De la victoria popular al triunfo pírrico del MAS
Los triunfos electorales nunca le hicieron nada bien al MAS. El 2005, la sorpresa del primer triunfo descolocó no sólo a la derecha sino al propio “Instrumento Político”; pues habiendo removido todo el panorama nacional, al grado de arrinconar a neoliberales y globalistas bajo un fresco y renovado discurso político (el “vivir bien”, la descolonización y el Estado plurinacional), el bloque oficialista no supo cómo desarrollar aquello como política de Estado y, lejos de constituirlo en horizonte político, no pasó de ser un escudo retórico de legitimación del poder logrado.
Como no se supo leer estratégicamente ese triunfo, bajo la desidia exitista que suele postergar asuntos primordiales (como era la comprensión programática del nuevo horizonte político), la partidocracia empezó a metamorfosear sus opciones conservadoras en la nueva realidad, haciendo del MAS su garante de reposición política (al amparo de los desatinos crecientes –eufemísticamente bautizados por García Linera como “tensiones creativas”–, fruto de una desatinada confusión entre dominación y hegemonía). Lejos de reformar la fisonomía tradicional del partido político, el MAS no tardó en adoptar todos los vicios del manejo instrumental de la política, restituyendo la errática y porfiada conducción de una izquierda sin capacidad de dirigencia estratégica: ser un exclusivo proyecto acumulativo de poder.
La experiencia del último golpe de Estado que sufrimos en noviembre del 2019 y la posterior implantación de una dictadura bajo máscara constitucional, supuso un aprendizaje en el propio campo popular; que le condujo a una madurez histórica, desde la cual recuperó la mística y el espíritu necesarios para vencer al golpe y a la dictadura impuesta. Aquello desgraciadamente no sucedió en el MAS, al menos no en su cúpula dirigencial (que originó al llamado “círculo q’ara” o “blancoide”).
--
▸ Tarea pendiente:
Continúa, por favor, el fragmento sobre los triunfos electorales del MAS a partir de su última oración.

[Registros de origen]
--
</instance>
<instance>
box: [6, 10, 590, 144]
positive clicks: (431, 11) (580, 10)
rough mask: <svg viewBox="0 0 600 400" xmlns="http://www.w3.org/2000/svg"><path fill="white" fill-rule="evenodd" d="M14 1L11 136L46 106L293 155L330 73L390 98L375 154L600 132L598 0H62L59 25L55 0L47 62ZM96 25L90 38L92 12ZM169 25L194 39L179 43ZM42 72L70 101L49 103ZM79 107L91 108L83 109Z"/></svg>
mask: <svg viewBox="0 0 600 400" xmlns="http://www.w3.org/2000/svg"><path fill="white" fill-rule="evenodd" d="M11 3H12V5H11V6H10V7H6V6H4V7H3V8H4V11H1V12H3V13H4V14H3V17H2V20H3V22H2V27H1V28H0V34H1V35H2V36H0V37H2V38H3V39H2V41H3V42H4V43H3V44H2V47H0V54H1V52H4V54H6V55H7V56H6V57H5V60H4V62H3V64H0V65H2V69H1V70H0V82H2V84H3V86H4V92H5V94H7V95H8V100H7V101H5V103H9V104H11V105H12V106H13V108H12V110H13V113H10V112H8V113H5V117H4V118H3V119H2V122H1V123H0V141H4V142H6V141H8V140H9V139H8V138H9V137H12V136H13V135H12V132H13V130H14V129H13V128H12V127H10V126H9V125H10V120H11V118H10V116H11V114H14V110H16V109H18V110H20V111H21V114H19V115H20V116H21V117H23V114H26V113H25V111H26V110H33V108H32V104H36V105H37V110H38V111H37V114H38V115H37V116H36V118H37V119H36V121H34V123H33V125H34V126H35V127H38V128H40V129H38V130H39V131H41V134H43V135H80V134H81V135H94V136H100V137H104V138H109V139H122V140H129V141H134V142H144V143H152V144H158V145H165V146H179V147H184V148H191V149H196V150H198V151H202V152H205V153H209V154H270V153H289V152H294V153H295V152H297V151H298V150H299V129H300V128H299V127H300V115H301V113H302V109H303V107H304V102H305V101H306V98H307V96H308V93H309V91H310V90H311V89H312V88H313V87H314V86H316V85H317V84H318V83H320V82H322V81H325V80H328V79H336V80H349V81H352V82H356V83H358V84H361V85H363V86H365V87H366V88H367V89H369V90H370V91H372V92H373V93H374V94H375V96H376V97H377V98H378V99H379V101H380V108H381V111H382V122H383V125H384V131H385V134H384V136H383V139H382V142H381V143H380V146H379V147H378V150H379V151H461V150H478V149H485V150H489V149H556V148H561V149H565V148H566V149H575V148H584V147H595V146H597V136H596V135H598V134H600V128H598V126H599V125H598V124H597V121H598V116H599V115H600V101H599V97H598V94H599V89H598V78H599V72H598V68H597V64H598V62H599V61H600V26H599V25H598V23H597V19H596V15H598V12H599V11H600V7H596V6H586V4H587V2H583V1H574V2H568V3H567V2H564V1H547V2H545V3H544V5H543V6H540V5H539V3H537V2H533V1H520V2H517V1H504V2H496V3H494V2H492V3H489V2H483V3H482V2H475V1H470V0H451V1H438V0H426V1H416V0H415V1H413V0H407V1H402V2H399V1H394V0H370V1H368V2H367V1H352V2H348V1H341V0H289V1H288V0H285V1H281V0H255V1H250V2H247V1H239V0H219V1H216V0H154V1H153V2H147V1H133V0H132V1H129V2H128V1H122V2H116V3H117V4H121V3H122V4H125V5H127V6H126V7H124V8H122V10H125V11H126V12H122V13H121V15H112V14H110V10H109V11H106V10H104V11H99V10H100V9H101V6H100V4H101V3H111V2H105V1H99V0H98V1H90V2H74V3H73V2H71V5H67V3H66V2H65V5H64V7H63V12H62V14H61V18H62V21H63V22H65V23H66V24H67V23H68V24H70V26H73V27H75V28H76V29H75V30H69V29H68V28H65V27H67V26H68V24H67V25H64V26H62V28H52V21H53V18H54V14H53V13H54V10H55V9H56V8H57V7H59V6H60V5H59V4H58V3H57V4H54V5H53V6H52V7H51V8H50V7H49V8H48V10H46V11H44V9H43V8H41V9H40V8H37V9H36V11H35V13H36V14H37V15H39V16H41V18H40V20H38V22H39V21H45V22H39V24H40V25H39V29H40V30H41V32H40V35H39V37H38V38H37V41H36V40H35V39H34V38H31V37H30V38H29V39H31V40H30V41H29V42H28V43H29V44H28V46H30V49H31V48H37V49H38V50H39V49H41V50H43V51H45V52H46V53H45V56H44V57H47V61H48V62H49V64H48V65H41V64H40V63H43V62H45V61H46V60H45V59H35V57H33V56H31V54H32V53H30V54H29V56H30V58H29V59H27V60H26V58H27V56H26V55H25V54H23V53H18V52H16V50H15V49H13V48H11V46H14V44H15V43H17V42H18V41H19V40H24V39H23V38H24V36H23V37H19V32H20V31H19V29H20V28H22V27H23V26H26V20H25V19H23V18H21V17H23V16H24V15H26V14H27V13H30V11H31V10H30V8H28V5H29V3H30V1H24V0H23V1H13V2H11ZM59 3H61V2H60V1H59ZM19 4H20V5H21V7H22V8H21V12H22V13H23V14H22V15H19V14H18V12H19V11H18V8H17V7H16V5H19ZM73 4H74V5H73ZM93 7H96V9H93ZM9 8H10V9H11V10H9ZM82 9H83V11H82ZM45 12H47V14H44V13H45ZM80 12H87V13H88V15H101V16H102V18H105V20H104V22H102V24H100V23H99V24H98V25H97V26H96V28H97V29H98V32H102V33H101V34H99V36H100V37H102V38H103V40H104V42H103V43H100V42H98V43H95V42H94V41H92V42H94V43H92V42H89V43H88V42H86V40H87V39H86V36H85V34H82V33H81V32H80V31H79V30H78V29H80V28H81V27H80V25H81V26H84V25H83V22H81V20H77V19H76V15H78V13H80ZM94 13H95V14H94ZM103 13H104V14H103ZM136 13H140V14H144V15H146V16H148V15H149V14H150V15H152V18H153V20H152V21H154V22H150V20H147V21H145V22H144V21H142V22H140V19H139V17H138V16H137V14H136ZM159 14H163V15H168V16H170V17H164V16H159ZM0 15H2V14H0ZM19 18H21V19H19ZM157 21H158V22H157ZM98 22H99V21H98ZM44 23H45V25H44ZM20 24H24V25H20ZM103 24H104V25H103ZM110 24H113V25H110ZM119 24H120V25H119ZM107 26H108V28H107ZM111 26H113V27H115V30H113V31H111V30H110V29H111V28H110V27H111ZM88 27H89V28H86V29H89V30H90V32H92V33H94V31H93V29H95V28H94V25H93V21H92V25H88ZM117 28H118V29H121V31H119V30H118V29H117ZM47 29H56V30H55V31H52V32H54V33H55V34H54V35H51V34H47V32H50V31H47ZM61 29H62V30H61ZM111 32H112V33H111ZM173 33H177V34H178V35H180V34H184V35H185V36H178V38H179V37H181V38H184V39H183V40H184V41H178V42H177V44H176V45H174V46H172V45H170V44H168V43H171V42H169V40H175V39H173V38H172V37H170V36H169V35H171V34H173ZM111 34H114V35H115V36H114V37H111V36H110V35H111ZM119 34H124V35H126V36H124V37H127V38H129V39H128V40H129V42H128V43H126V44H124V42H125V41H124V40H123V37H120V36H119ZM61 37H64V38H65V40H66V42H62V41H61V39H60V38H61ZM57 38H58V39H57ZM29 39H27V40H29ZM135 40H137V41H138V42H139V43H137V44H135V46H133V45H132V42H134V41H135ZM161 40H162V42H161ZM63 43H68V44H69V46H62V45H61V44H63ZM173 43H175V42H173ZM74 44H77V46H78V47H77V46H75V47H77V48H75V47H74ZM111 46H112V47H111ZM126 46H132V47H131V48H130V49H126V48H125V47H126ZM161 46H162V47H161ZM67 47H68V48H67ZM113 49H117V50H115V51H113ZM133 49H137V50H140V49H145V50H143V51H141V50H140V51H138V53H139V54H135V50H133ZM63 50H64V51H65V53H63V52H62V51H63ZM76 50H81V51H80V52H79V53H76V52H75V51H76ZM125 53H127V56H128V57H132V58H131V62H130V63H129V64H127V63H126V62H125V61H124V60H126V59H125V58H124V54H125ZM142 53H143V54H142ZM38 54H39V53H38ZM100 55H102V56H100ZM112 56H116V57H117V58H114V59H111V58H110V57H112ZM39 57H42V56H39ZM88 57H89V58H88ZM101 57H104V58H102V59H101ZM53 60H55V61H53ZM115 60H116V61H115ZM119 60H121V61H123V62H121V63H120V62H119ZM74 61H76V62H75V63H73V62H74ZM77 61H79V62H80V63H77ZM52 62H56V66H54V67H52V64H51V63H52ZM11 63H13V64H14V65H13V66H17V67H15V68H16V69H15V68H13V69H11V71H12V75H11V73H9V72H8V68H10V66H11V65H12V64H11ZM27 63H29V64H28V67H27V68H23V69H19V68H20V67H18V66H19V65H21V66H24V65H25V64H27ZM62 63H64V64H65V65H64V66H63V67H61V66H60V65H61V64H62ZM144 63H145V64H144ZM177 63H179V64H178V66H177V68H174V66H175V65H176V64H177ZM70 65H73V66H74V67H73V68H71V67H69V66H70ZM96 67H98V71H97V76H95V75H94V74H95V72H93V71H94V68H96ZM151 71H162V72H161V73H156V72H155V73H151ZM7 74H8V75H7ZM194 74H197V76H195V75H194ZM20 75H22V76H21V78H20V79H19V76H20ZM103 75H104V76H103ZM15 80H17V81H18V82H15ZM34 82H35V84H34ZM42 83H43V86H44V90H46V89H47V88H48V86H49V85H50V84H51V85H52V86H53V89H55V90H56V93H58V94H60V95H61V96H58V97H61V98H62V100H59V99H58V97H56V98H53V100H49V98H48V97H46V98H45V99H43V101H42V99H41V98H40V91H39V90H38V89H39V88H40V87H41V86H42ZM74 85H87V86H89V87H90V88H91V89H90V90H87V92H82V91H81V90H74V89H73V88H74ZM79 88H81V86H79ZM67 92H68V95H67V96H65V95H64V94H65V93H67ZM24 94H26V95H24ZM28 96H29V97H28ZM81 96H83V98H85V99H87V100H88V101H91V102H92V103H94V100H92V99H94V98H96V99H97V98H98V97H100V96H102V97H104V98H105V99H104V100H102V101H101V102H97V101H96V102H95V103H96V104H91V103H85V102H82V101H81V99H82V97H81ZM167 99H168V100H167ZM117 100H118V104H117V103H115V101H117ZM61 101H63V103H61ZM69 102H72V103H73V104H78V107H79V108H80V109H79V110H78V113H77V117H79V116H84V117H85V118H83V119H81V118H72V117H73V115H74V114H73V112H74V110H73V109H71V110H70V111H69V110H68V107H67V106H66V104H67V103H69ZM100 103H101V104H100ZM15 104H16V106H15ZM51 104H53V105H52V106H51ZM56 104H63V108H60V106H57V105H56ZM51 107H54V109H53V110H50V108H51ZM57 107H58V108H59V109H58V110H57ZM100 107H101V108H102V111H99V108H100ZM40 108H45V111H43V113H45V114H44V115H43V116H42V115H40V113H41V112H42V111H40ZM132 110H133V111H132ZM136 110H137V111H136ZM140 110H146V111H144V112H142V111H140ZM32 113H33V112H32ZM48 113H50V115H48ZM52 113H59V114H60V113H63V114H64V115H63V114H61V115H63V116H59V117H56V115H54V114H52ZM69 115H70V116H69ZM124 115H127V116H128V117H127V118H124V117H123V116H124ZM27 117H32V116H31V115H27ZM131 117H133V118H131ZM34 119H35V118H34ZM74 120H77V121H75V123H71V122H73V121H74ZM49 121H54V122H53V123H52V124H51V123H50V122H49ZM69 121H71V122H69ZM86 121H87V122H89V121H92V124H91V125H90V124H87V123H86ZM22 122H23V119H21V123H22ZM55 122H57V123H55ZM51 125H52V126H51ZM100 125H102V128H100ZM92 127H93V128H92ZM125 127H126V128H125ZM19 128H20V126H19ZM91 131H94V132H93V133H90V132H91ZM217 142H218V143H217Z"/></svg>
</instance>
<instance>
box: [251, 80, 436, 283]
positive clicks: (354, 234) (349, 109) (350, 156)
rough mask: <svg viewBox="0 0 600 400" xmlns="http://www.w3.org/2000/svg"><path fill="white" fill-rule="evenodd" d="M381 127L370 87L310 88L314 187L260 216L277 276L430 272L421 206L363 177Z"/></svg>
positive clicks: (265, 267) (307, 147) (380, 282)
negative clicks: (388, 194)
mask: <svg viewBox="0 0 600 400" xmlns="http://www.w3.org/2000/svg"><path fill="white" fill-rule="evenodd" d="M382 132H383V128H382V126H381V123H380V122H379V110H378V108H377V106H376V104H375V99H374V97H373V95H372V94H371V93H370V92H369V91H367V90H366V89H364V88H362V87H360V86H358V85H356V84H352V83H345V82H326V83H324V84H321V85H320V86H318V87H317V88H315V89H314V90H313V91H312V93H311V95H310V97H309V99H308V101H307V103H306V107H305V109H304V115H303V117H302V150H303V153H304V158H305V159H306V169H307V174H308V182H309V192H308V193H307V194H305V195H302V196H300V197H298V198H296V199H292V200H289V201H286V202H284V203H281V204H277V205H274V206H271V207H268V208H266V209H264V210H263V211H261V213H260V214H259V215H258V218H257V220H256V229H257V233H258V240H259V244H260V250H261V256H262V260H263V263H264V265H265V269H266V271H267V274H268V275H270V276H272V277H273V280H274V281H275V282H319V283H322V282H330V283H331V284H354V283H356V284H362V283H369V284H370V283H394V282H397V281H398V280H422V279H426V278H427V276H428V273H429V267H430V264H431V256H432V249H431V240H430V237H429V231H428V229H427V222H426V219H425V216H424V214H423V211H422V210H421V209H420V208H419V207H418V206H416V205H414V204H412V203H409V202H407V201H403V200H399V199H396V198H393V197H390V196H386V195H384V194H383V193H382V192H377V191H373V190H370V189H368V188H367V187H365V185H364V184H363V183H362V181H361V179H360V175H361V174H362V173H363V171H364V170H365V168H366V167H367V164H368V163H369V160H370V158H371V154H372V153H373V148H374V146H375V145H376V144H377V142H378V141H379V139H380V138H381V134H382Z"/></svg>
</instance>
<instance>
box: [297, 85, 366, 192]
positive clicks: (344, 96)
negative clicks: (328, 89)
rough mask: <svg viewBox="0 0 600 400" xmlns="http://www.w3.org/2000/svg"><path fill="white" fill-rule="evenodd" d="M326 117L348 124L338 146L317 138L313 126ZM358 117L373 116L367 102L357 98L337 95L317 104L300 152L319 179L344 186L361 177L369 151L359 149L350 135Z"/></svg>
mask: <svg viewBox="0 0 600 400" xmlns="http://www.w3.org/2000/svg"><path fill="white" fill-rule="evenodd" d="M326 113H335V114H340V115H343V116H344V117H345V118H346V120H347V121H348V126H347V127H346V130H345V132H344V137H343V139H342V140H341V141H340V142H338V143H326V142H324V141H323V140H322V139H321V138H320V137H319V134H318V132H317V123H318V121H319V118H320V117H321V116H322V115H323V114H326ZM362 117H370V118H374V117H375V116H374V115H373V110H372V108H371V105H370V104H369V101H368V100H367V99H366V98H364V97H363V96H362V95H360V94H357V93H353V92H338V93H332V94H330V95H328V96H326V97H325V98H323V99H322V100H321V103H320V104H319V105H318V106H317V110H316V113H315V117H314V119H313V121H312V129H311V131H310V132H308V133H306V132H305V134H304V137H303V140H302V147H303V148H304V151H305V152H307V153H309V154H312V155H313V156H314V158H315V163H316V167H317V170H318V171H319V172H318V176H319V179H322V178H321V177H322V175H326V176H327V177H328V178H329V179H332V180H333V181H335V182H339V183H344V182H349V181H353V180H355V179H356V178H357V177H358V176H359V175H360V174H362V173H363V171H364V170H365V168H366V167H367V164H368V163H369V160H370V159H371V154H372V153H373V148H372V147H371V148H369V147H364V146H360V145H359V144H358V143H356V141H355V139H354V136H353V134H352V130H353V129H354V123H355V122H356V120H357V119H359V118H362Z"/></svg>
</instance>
--
▸ Ejercicio resuelto:
Parece que no aprendieron nada. Y eso se viene demostrando en la continuidad de unas prácticas prebendales e instrumentales que, de nuevo, sólo hacen vislumbrar una nueva derrota, ya no sólo electoral, sino política; y desgraciadamente, otra vez, para beneficio exclusivo de una derecha, que, también, otra vez, desprestigiada completamente, recibirá, sin merecerlo, una nueva transferencia de legitimidad que siempre le fueron cediendo los desatinos que comete una izquierda, cuya única política se reduce a la lucha por el poder, a toda costa y a cualquier precio.
La pulsión revanchista que ahora esgrimen, les hace creer que el golpe fue contra ellos, por eso se muestran como víctimas cuando esa cúpula, con su proceder errático, alimentó la inflamación creciente del rechazo social, que fue muy bien administrado por una insurrección oligárquica travestida de “revolución social”.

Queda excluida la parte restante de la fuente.